## Problem description
Rescale the listing below by reproducing every line in full, with each polygon vertex coordinate in the answers multiplied by 2.2 and rounded to the nearest whole number, halves rounded up; apply this to all entries in the listing.

>> Start Data extract

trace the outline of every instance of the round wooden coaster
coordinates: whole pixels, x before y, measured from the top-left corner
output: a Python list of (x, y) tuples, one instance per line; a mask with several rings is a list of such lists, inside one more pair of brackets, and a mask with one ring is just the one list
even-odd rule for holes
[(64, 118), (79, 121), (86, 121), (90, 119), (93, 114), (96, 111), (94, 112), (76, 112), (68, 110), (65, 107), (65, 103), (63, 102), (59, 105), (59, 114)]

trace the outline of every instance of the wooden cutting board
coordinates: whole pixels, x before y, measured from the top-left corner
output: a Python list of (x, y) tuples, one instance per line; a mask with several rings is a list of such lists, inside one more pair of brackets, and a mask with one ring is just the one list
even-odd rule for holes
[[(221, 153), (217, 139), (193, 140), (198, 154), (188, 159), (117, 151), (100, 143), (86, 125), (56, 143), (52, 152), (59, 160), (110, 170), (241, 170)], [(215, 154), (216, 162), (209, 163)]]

>> End Data extract

## Reply to the task
trace the outline of every instance of the round wooden coaster
coordinates: whole pixels, x before y, measured from the top-left corner
output: a Python list of (x, y) tuples, one instance per line; a mask with several rings is a list of such lists, inside one more pair of brackets, and a mask with one ring is just the one list
even-odd rule for holes
[(141, 260), (174, 266), (189, 266), (198, 262), (205, 251), (211, 244), (207, 246), (167, 246), (150, 242), (143, 235), (143, 227), (139, 224), (130, 231), (130, 251)]

trace the outline of every instance of the wooden cutting board
coordinates: whole pixels, x before y, measured from the top-left corner
output: a Python list of (x, y) tuples, one instance per line; a mask with several rings is a list of such lists, inside one more pair of brackets, and a mask with one ring is just the one list
even-odd rule for holes
[[(486, 337), (477, 306), (425, 308), (436, 339), (414, 350), (257, 332), (220, 315), (189, 275), (123, 315), (114, 334), (130, 352), (242, 374), (530, 374)], [(473, 339), (475, 356), (460, 359)]]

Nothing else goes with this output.